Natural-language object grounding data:
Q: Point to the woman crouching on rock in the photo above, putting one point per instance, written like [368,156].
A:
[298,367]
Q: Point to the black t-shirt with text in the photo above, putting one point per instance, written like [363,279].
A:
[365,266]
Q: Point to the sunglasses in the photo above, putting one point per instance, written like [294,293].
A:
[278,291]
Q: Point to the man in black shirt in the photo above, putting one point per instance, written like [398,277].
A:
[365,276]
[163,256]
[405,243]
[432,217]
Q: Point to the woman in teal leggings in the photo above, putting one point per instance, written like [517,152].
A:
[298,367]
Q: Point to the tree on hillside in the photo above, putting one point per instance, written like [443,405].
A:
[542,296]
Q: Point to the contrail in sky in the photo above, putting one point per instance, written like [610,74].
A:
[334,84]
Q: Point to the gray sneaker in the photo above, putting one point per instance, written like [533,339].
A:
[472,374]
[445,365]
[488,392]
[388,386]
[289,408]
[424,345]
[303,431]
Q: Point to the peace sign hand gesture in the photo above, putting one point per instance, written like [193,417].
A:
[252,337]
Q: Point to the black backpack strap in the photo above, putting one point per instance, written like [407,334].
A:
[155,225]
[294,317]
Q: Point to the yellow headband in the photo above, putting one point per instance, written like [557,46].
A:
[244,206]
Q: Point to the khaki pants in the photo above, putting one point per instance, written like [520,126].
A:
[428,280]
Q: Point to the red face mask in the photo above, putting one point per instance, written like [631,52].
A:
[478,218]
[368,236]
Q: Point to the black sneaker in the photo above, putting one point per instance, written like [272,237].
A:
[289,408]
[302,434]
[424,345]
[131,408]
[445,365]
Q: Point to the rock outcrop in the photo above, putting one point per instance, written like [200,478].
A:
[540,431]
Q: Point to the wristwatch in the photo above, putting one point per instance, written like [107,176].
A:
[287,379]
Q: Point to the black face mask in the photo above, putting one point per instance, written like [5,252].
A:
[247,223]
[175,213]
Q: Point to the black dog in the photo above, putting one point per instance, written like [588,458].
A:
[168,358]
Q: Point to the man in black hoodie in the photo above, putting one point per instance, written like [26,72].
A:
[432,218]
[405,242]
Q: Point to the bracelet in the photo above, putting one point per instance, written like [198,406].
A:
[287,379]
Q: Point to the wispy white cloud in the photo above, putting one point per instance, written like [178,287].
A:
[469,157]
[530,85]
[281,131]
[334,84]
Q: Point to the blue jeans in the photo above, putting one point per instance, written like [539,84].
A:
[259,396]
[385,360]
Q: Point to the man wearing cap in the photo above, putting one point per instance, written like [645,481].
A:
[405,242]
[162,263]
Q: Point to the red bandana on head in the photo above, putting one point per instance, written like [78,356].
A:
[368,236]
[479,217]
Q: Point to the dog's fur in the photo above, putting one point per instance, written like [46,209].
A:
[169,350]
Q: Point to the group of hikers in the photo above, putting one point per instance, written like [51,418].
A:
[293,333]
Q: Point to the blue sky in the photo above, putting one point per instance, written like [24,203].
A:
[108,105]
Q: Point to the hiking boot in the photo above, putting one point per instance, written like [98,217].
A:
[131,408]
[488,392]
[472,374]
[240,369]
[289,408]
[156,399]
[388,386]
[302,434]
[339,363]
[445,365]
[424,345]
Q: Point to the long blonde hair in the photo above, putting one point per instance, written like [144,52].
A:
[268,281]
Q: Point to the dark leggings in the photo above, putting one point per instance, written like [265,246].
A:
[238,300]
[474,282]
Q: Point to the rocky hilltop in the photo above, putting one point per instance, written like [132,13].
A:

Exercise objective: A bare number is required: the count of lines above with the string "face".

Task response: 2